### Exercise goal
Every record should be repeated exactly, except that pictures are left out.
----- Data in this exercise
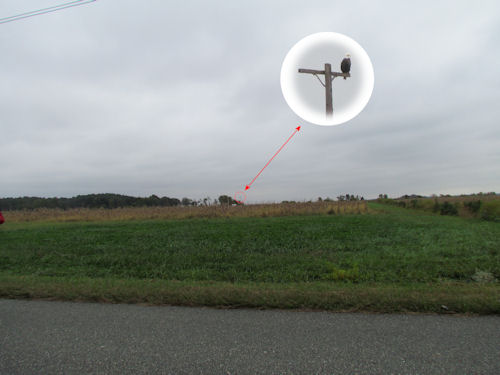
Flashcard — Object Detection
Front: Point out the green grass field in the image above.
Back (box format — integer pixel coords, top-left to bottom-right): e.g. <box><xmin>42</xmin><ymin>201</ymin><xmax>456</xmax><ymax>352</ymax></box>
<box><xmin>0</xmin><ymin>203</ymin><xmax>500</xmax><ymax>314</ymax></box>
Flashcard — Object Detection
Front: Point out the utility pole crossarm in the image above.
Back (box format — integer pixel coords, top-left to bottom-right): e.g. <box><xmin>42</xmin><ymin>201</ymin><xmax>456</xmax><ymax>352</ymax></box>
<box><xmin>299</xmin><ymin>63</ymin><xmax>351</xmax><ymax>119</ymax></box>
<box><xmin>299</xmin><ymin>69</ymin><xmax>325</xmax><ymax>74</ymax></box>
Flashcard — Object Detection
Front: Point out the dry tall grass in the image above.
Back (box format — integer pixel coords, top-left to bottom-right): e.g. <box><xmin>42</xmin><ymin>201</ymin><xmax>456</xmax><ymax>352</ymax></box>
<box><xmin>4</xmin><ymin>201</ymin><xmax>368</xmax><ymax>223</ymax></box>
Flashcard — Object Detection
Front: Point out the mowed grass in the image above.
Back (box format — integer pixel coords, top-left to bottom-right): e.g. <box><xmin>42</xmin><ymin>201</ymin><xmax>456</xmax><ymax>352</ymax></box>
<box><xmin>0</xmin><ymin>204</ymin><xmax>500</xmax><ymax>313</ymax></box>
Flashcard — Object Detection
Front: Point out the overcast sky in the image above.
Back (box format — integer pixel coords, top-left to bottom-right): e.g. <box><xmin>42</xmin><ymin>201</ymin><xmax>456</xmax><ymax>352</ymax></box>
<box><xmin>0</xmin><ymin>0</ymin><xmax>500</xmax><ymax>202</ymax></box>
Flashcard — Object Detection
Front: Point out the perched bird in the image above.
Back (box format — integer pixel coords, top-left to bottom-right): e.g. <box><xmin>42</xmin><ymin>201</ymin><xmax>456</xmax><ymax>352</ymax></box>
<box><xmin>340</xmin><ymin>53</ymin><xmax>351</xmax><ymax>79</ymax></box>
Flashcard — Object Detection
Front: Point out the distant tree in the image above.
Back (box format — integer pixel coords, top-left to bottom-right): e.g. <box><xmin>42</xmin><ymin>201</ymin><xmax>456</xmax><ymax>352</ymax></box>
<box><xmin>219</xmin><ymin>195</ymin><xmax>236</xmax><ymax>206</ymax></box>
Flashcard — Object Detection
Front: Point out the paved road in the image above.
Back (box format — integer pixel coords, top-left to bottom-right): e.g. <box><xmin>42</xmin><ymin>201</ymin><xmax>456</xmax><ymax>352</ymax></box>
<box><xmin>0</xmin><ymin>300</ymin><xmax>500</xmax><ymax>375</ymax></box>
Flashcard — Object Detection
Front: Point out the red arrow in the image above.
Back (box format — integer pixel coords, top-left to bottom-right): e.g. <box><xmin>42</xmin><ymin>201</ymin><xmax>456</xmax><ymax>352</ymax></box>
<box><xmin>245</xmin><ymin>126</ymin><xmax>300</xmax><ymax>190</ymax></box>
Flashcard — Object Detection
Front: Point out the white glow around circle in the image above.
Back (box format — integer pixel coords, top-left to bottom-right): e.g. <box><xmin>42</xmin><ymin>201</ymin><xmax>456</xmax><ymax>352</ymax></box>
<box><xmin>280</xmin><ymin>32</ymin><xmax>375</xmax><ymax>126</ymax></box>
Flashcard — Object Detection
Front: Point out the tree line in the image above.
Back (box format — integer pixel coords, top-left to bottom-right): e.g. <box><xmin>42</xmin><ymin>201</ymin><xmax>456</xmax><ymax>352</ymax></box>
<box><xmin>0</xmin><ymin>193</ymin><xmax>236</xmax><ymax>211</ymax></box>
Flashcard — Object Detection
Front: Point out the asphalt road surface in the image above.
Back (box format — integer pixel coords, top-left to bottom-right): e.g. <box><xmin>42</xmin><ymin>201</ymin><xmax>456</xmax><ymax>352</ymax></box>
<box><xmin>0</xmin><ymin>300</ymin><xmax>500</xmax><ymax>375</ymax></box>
----------
### Exercise solution
Flashcard — Object Detection
Front: Point out the green grass field in the image above.
Back (box format — integer pixel coords, top-left to bottom-right): e.g. <box><xmin>42</xmin><ymin>201</ymin><xmax>456</xmax><ymax>352</ymax></box>
<box><xmin>0</xmin><ymin>203</ymin><xmax>500</xmax><ymax>314</ymax></box>
Flashcard — Object Detection
Front: Point out the utility pole crossarm in the image above.
Back (box format — integer pixel coords, top-left to bottom-right): e.g. <box><xmin>42</xmin><ymin>201</ymin><xmax>456</xmax><ymax>352</ymax></box>
<box><xmin>299</xmin><ymin>63</ymin><xmax>351</xmax><ymax>119</ymax></box>
<box><xmin>299</xmin><ymin>69</ymin><xmax>325</xmax><ymax>74</ymax></box>
Flashcard — Object Detection
Front: Point out the dry tall grass in the image above.
Back (box format — integer pixel coords, top-left to bottom-right): e.g. <box><xmin>42</xmin><ymin>201</ymin><xmax>456</xmax><ymax>352</ymax></box>
<box><xmin>4</xmin><ymin>201</ymin><xmax>368</xmax><ymax>223</ymax></box>
Flashcard — Object Detection
Front: Point out the mowed grass in the image above.
Back (box format — integer pixel coords, top-left to bottom-right): e.g. <box><xmin>42</xmin><ymin>201</ymin><xmax>456</xmax><ymax>352</ymax></box>
<box><xmin>0</xmin><ymin>204</ymin><xmax>500</xmax><ymax>313</ymax></box>
Flashcard — Object Detection
Front: Point out the overcast sky in the image above.
Back (box format — integer pixel coords, top-left to bottom-right): e.g. <box><xmin>42</xmin><ymin>201</ymin><xmax>456</xmax><ymax>352</ymax></box>
<box><xmin>0</xmin><ymin>0</ymin><xmax>500</xmax><ymax>202</ymax></box>
Flashcard — Object Detection
Front: Point out the perched bird in the image above.
Back (box format — integer pixel coords, top-left to bottom-right): e.g. <box><xmin>42</xmin><ymin>201</ymin><xmax>456</xmax><ymax>352</ymax></box>
<box><xmin>340</xmin><ymin>53</ymin><xmax>351</xmax><ymax>79</ymax></box>
Flashcard — Object Detection
Front: Point out the distant tree in the image above.
Back (box format — integer pixel coords, top-left to bottom-right): e.g. <box><xmin>42</xmin><ymin>201</ymin><xmax>456</xmax><ymax>352</ymax></box>
<box><xmin>219</xmin><ymin>195</ymin><xmax>236</xmax><ymax>206</ymax></box>
Flashcard — Object Detection
Front: Point out the paved road in the image above.
Back (box format — integer pixel coords, top-left to bottom-right): e.g. <box><xmin>42</xmin><ymin>201</ymin><xmax>456</xmax><ymax>352</ymax></box>
<box><xmin>0</xmin><ymin>300</ymin><xmax>500</xmax><ymax>375</ymax></box>
Flashcard — Object Detection
Front: Point out the red arrow in the image above.
Back (box format — integer pixel coords, top-left to bottom-right): e.g. <box><xmin>42</xmin><ymin>201</ymin><xmax>456</xmax><ymax>352</ymax></box>
<box><xmin>245</xmin><ymin>126</ymin><xmax>300</xmax><ymax>190</ymax></box>
Flashcard — Object Detection
Front: Point out the white glow around circle in the image above.
Back (box format — integer pixel coords, top-left to bottom-right): e.g. <box><xmin>42</xmin><ymin>201</ymin><xmax>456</xmax><ymax>352</ymax></box>
<box><xmin>280</xmin><ymin>32</ymin><xmax>375</xmax><ymax>126</ymax></box>
Flashcard — Object Detection
Front: Point out the tree line in the image above.
Back (box format — integer pixel coords, top-left to bottom-right): e.g. <box><xmin>42</xmin><ymin>201</ymin><xmax>456</xmax><ymax>352</ymax></box>
<box><xmin>0</xmin><ymin>193</ymin><xmax>236</xmax><ymax>211</ymax></box>
Flashcard — Object Detection
Front: Point out the asphalt road surface in the image above.
Back (box format — integer pixel coords, top-left to bottom-right): e.g. <box><xmin>42</xmin><ymin>201</ymin><xmax>456</xmax><ymax>352</ymax></box>
<box><xmin>0</xmin><ymin>300</ymin><xmax>500</xmax><ymax>375</ymax></box>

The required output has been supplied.